Extracted records:
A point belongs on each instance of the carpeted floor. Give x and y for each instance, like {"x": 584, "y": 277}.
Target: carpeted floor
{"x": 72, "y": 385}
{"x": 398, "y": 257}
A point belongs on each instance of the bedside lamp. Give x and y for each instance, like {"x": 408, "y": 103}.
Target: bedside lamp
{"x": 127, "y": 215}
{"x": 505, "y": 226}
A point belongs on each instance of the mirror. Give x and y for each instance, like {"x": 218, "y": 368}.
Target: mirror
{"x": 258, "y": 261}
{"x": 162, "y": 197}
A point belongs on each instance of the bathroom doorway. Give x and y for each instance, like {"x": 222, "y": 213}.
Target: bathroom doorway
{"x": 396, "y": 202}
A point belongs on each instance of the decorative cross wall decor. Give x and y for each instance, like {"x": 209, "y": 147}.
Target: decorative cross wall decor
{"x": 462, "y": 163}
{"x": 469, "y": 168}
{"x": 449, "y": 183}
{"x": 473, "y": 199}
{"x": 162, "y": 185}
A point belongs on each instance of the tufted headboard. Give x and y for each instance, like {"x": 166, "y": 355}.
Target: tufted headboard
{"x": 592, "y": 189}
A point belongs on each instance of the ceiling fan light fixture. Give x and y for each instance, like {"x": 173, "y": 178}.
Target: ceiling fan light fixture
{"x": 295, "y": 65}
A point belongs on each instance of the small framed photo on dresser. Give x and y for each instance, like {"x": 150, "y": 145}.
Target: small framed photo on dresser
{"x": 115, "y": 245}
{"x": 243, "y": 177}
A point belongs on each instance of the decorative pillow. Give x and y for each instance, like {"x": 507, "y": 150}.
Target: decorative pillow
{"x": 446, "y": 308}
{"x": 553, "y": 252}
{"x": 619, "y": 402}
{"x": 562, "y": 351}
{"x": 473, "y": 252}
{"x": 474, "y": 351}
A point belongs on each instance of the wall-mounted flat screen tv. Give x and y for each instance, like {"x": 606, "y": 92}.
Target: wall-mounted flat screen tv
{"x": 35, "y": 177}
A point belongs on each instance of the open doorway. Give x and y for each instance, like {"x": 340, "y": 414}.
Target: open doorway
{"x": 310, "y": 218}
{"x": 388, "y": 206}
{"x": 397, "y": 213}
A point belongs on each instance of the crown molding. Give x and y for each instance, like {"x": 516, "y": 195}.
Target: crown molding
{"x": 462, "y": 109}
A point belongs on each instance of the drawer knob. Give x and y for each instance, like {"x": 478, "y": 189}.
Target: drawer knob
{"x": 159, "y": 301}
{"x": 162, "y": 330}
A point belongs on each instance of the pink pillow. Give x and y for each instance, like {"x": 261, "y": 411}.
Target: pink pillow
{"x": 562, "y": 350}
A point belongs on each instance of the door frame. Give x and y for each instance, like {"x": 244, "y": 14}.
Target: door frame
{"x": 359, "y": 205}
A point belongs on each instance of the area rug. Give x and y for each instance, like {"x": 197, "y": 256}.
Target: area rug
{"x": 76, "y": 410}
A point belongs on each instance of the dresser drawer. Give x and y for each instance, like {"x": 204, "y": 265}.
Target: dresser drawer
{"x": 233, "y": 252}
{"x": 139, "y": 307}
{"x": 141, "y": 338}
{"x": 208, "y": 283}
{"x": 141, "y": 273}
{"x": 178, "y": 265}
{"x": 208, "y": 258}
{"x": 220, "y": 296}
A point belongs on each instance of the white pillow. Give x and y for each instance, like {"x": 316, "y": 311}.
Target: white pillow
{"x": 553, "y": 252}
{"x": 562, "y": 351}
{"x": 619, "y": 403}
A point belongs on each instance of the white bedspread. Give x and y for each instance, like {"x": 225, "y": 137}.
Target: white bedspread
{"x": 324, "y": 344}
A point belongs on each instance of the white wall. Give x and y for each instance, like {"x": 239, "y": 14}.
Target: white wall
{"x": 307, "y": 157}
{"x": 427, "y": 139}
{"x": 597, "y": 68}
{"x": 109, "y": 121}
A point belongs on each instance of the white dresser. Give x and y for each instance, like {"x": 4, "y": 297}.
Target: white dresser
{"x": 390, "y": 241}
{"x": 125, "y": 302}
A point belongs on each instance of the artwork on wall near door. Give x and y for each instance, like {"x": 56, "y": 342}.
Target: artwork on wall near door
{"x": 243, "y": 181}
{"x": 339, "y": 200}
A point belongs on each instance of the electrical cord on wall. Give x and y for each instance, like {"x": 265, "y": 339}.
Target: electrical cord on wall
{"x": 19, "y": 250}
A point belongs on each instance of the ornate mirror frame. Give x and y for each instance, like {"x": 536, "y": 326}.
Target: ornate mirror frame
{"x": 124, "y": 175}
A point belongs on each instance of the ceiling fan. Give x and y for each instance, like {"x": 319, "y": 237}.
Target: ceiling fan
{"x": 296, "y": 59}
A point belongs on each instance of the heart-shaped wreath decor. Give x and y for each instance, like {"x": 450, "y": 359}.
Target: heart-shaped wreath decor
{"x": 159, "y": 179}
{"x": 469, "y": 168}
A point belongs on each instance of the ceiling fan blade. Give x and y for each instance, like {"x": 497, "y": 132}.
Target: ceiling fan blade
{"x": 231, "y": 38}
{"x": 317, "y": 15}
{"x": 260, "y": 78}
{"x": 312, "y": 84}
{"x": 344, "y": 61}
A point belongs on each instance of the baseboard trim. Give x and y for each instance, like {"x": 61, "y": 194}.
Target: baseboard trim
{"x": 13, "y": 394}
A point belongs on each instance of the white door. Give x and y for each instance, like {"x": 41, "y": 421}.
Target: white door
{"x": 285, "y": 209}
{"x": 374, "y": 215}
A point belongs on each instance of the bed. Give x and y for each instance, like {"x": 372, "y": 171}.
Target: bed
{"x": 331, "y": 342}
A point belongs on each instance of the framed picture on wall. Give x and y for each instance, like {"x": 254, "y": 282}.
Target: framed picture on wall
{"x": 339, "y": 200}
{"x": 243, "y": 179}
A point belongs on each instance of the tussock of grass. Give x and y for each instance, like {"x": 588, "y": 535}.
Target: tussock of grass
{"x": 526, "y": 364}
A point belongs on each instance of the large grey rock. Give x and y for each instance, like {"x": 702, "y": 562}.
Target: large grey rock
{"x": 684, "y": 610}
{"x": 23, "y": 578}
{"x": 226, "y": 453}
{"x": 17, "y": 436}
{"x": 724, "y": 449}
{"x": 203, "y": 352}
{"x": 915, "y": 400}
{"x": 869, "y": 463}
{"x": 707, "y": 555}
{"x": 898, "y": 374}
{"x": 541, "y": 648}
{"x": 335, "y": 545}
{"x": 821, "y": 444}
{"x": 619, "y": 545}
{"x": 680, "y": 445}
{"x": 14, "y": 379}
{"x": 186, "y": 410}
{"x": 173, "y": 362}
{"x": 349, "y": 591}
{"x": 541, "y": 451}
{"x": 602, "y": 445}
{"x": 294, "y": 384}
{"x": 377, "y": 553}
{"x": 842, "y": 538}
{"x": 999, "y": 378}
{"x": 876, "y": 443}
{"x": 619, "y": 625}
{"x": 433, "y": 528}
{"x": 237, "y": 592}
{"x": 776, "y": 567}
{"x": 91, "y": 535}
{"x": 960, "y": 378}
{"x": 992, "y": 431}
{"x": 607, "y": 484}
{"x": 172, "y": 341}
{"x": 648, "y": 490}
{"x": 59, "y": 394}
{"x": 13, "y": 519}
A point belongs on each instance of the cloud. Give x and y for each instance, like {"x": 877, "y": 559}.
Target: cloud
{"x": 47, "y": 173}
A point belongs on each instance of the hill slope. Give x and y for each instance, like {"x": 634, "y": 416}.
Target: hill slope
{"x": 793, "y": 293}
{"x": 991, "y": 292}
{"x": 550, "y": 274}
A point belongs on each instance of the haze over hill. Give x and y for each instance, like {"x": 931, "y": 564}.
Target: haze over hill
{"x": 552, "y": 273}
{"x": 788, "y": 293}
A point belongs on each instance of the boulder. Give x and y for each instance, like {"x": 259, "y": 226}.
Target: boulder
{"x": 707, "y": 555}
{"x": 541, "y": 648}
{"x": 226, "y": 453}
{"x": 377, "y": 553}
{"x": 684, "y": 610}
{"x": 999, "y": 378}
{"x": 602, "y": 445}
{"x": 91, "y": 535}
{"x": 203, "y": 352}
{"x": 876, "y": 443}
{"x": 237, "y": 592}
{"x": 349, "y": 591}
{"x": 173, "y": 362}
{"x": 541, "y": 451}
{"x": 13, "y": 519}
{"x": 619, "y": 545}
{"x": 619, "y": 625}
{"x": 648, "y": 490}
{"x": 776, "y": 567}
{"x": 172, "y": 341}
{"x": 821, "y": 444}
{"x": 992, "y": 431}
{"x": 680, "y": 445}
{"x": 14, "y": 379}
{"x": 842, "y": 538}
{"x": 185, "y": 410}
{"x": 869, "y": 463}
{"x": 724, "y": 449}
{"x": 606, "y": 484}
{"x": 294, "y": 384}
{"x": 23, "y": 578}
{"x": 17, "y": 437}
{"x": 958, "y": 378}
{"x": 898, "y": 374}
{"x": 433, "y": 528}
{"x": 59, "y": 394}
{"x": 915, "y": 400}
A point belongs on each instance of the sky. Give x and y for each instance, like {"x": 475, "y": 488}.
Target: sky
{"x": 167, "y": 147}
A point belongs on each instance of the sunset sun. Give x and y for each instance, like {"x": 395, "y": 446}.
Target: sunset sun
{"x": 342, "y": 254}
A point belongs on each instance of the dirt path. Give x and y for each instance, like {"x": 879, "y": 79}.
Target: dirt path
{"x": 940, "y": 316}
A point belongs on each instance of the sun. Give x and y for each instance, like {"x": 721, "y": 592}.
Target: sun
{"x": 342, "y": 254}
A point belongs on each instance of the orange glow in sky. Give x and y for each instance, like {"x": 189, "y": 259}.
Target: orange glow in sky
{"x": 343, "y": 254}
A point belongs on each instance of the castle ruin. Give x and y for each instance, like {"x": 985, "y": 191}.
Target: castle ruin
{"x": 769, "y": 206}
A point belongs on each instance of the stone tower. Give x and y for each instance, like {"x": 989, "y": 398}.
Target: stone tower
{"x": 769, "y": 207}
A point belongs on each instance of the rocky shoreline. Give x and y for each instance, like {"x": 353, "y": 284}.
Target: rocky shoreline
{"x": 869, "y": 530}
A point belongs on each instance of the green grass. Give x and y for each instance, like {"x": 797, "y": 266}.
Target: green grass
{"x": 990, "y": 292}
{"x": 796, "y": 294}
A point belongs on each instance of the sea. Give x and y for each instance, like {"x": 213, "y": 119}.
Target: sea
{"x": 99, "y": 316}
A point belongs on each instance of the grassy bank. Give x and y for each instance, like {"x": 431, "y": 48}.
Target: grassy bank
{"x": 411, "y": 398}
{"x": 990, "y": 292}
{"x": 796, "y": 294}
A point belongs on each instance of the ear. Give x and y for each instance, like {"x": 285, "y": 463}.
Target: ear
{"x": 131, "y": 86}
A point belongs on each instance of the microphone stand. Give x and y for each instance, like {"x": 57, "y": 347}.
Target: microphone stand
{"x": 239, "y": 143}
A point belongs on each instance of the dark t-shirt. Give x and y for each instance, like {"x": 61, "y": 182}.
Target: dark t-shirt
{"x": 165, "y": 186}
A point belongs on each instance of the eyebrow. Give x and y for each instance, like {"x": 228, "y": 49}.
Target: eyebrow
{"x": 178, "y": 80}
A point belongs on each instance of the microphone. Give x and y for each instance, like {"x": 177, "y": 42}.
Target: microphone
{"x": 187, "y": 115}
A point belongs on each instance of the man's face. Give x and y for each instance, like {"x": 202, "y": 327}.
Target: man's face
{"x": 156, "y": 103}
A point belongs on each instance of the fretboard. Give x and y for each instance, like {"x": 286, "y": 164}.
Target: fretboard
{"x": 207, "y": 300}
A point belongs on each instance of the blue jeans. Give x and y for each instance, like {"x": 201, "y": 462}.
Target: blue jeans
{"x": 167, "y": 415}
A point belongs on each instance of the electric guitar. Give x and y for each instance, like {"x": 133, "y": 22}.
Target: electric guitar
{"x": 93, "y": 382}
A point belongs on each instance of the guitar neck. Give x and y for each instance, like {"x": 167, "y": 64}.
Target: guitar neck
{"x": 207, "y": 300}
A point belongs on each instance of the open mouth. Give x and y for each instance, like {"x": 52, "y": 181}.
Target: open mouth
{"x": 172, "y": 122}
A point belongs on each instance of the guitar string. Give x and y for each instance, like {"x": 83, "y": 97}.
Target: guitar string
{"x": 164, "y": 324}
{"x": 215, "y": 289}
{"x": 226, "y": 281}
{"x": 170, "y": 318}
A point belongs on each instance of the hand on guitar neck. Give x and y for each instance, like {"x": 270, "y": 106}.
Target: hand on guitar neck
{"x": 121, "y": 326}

▶ [EXERCISE] Output only the lines running from the line with "A point belongs on each instance of the guitar neck." through the final line of the data, inclusive.

▶ [ANSWER TO THE EXERCISE]
A point belongs on each instance of the guitar neck. Give x and y for each instance, like {"x": 167, "y": 64}.
Target: guitar neck
{"x": 207, "y": 300}
A point belongs on each instance of the open mouth. Give x and y for each instance, like {"x": 52, "y": 181}.
Target: open mouth
{"x": 172, "y": 122}
A point belongs on each instance of the guitar string. Give x and y for each instance, like {"x": 83, "y": 97}.
Target: guitar string
{"x": 164, "y": 324}
{"x": 215, "y": 289}
{"x": 226, "y": 281}
{"x": 170, "y": 318}
A point belongs on each instance of the hand on guitar neck. Give x and y for each instance, like {"x": 270, "y": 106}.
Target: hand on guitar neck
{"x": 121, "y": 326}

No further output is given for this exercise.